**CONSEGNA A:**
Conta le righe dei record che contengono la stringa "brown", distinguendo tra maiuscole e minuscole. Indica soltanto il numero.
**** BRANO RIPORTATO
Cass. pen. n. 8999/1997
I presupposti essenziali della legittima difesa — scriminante ammessa nei confronti di tutti i diritti, personali e patrimoniali — sono costituiti da un'aggressione ingiusta e da una reazione legittima; mentre la prima deve concretarsi in un pericolo attuale di un'offesa che, se non neutralizzata tempestivamente, sfocia nella lesione del diritto, la seconda deve inerire alla necessità di difendersi, alla inevitabilità del pericolo ed alla proporzione tra difesa ed offesa. L'eccesso colposo sottintende, a sua volta, i presupposti della scriminante col superamento dei limiti a quest'ultima collegati; per stabilire se nel commettere il fatto si siano ecceduti colposamente i limiti della difesa legittima, bisogna prima identificare i requisiti comuni alle due figure giuridiche, poi il requisito che le differenzia: accertata la inadeguatezza della reazione difensiva, per l'eccesso nell'uso dei mezzi a disposizione dell'aggredito in un preciso contesto spazio-temporale e personale, occorre procedere ad un'ulteriore differenziazione tra eccesso dovuto ad errore di valutazione ed eccesso consapevole e volontario, dato che solo il primo rientra nello schema dell'eccesso colposo delineato dall'art. 55 c.p., mentre il secondo consiste in una scelta reattiva volontaria, la quale certamente comporta il superamento doloso degli schemi della scriminante.
In ogni ipotesi di sproporzione della difesa rispetto all'offesa, va esaminato se la sproporzione sia dovuta ad uno scusabile errore del soggetto, o a dolo, ovvero a colpa; perché mentre nella prima ipotesi è pur sempre configurabile l'esimente della legittima difesa, e nella seconda ipotesi è configurabile il comune reato doloso, solo nella terza ipotesi sono applicabili, in forza del disposto di cui all'art. 55 c.p., le norme relative ai reati colposi. (Fattispecie nella quale carabinieri e polizia, in difetto del necessario coordinamento nella conduzione delle indagini contestualmente effettuate, avevano agito a reciproca insaputa gli uni dell'altra e nel corso di un tragico conflitto a fuoco tra le suddette forze era stato ferito mortalmente un brigadiere).
Cass. pen. n. 6979/1997
Ai fini della configurabilità dell'esimente della legittima difesa — ammessa nei confronti di tutti i diritti, personali e patrimoniali — l'apprezzamento della proporzione tra offesa e difesa, che postula un rapporto di corrispondenza valutativa fra due termini, formulato con giudizio ex ante in riferimento sia ai mezzi usati, ed a quelli a disposizione dell'aggredito, che ai beni giuridici in conflitto, non può che essere qualitativo e relativistico: ne consegue che, nel raffronto tra il bene di un aggressore e il bene di un aggredito — pur ammettendosi che questi, nel difendersi, non sia in grado, nella situazione concreta, di dosare esattamente il reale pericolo e gli effetti della reazione, deve ritenersi che il requisito della proporzione venga meno, nel caso di beni eterogenei in conflitto, quando la consistenza dell'interesse leso, quale la vita e l'incolumità della persona, sia enormemente più rilevante, sul piano della gerarchia dei valori costituzionali e di quelli penalmente protetti, dell'interesse patrimoniale difeso, ed il male inflitto all'aggredito abbia una intensità di gran lunga superiore a quella del male minacciato. (Fattispecie nella quale la Suprema Corte ha ritenuto corretta la mancata concessione dell'esimente della legittima difesa ad un imputato il quale era stato condannato per aver sparato un colpo di fucile all'indirizzo di un individuo, che si stava impossessando della sua autovettura, attingendolo mortalmente alle spalle: la Corte di cassazione ha altresì osservato in sentenza che lo strumento adoperato per la reazione difensiva avrebbe ben potuto essere usato con modalità diverse, ad esempio sparando un colpo in aria o sull'asfalto a scopo intimidatorio, oppure alle gomme dell'autoveicolo per bloccarne la marcia).
********
**CONSEGNA B:**
Elenca le cause della sproporzione tra difesa e offesa che, secondo il brano sulla legittima difesa, vanno esaminate.
**** DATI FORNITI
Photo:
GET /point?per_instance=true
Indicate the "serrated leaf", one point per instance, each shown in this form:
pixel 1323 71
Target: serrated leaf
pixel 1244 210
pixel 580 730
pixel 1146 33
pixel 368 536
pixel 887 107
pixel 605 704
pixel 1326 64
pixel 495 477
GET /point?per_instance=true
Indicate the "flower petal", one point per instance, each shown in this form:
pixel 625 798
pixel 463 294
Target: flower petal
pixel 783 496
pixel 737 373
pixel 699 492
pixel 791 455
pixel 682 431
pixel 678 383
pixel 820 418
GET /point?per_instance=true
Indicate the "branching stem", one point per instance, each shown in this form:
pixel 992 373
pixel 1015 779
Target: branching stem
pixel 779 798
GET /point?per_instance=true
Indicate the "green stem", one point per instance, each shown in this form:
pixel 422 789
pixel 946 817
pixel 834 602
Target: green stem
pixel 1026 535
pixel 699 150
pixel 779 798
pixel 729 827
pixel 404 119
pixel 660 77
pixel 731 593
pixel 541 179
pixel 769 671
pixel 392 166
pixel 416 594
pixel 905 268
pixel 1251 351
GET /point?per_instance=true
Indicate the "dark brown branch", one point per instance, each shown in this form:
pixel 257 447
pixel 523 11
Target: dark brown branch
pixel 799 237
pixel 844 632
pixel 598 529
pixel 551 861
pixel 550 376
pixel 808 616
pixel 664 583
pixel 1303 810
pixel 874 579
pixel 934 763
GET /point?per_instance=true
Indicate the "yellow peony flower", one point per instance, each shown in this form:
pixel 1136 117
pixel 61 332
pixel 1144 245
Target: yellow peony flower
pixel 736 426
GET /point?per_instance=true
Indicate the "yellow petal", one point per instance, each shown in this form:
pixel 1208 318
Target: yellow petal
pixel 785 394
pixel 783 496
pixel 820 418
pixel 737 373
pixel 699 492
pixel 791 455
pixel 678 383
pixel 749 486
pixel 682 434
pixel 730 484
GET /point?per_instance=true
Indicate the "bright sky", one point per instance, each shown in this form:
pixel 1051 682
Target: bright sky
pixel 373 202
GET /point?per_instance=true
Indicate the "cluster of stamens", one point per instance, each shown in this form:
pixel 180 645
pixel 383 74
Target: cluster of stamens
********
**RISPOSTA COMPLETA A:**
2

**RISPOSTA COMPLETA B:**
- uno scusabile errore del soggetto
- il dolo
- la colpa